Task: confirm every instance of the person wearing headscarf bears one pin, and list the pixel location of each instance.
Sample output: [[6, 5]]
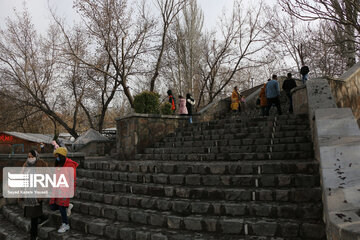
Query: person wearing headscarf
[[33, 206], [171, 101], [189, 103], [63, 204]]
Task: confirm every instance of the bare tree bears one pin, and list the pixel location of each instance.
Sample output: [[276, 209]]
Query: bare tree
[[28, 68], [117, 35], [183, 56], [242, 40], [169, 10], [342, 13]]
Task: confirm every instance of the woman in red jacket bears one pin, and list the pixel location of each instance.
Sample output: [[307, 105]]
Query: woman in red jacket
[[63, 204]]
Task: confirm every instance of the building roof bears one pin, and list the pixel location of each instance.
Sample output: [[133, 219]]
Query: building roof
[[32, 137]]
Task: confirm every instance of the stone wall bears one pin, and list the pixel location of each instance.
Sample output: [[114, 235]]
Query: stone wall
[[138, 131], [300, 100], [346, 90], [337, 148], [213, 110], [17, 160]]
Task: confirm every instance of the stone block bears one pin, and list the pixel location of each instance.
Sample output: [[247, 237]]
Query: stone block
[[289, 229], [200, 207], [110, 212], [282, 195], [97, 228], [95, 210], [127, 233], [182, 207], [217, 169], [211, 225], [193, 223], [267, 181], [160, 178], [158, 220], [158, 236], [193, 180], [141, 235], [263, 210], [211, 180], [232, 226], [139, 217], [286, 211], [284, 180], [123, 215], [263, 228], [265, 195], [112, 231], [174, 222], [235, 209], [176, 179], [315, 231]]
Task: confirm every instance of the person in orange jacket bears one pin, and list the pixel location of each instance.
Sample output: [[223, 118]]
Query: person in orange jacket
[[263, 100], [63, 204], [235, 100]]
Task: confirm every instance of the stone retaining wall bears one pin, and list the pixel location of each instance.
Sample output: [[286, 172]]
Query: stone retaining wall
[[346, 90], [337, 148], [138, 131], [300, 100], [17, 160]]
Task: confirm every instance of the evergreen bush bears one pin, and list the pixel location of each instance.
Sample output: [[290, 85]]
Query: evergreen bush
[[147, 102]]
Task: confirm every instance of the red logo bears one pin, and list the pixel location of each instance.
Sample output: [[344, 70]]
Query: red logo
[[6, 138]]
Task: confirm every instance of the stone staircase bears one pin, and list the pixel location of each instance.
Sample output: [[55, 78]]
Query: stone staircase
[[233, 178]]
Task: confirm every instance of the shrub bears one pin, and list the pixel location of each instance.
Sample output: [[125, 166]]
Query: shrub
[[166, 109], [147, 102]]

____

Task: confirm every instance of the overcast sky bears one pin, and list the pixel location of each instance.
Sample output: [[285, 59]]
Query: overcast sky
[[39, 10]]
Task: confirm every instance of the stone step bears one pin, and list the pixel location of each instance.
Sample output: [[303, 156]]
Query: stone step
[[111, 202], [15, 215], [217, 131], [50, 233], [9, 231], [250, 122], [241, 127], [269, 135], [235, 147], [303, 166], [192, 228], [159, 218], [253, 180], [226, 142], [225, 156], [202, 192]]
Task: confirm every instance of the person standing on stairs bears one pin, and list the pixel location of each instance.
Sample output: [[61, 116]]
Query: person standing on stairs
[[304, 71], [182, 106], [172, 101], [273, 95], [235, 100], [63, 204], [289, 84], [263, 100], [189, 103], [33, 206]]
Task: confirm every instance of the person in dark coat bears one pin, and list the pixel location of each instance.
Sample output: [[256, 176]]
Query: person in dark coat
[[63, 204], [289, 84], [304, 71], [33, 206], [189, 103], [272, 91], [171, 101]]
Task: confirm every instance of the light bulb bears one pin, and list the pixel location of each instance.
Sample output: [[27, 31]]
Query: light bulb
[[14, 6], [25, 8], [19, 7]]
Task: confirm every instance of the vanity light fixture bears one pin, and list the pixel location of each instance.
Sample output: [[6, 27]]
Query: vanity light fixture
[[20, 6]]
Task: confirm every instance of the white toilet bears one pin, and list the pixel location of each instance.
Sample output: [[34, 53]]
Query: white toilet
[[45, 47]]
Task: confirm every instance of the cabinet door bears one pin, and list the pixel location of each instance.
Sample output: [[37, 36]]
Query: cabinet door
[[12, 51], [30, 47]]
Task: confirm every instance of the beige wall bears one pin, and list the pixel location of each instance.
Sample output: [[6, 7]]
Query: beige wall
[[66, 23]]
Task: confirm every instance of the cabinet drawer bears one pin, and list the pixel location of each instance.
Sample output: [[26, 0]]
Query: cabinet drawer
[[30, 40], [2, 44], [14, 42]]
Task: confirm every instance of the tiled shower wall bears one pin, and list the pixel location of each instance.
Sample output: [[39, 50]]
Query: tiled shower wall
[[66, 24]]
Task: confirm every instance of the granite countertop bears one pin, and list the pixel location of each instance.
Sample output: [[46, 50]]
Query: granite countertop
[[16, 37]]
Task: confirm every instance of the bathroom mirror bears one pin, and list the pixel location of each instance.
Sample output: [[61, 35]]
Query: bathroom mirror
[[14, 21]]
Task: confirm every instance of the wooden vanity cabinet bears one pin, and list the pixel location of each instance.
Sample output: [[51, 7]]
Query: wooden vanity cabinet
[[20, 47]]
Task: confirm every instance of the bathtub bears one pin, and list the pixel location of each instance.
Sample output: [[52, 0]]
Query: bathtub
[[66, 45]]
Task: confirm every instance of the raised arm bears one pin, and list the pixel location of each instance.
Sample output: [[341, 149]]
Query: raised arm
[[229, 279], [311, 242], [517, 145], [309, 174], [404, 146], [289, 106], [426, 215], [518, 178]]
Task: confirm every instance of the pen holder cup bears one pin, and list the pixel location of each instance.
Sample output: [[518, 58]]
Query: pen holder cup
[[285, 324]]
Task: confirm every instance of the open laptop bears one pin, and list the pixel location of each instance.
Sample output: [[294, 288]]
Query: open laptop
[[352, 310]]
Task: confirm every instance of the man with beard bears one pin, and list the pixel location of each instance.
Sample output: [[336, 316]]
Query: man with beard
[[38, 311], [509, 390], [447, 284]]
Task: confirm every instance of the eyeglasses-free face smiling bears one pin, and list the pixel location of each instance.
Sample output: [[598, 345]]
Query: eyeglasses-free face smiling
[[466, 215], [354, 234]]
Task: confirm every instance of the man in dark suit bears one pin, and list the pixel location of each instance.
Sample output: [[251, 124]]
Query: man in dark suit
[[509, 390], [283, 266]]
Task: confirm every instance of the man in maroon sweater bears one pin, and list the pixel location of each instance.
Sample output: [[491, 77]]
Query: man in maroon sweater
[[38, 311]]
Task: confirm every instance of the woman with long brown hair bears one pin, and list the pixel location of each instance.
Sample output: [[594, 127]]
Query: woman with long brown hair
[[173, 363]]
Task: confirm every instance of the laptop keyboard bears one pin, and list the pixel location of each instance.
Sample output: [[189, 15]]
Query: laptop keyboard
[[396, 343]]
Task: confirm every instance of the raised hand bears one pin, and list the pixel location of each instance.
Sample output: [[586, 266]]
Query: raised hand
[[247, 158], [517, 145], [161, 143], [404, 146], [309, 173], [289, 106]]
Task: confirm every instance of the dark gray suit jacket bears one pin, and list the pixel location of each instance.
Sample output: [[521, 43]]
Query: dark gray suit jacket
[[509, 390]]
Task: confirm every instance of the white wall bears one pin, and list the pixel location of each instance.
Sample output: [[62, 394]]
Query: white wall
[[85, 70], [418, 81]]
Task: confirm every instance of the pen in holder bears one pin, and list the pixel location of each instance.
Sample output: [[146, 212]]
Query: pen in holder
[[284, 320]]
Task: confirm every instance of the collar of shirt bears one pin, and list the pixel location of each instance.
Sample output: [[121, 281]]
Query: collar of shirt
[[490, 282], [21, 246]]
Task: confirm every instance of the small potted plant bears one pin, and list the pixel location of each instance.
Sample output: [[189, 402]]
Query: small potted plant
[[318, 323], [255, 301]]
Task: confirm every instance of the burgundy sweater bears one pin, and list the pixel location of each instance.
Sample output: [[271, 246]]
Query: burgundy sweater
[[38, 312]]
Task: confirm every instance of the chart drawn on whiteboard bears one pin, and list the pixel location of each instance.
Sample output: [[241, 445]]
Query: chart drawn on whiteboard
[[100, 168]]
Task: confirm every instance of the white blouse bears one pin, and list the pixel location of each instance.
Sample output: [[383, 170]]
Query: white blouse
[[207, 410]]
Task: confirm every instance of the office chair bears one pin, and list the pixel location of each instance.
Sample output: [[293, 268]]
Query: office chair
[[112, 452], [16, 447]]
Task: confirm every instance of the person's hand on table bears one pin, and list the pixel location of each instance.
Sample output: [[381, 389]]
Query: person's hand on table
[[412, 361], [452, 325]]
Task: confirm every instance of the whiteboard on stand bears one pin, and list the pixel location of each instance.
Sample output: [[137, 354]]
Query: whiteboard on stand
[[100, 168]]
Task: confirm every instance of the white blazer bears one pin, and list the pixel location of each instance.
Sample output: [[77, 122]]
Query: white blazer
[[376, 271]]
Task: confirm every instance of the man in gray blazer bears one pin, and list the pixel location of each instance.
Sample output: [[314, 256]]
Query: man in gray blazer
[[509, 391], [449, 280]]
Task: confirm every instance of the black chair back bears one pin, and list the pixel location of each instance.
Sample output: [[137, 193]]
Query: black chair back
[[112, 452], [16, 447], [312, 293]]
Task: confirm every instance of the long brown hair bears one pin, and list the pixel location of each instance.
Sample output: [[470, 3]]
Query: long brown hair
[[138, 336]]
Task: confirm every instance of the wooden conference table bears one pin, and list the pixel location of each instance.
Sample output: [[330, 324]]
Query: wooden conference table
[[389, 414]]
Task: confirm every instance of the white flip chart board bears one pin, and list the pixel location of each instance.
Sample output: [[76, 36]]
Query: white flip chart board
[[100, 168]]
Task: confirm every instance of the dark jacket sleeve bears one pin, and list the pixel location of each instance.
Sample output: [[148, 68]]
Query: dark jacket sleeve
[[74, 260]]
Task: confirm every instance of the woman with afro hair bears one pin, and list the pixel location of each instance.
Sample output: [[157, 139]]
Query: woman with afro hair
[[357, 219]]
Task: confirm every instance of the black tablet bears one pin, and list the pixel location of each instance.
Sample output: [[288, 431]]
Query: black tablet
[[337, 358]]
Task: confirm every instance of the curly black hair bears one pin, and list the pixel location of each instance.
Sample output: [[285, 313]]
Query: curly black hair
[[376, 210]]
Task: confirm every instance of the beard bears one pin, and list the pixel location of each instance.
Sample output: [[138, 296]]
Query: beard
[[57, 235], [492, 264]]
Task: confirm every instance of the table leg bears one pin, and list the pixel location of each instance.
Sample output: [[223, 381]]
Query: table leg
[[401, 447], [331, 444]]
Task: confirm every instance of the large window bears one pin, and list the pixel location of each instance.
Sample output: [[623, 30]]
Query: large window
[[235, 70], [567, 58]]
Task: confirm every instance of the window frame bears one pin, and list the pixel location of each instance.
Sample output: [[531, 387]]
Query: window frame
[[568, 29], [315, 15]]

____

Display each line of the data above that contains the string "small".

Task: confirm every instance of the small potted plant bears one pin, and list the pixel location of each instance.
Query: small potted plant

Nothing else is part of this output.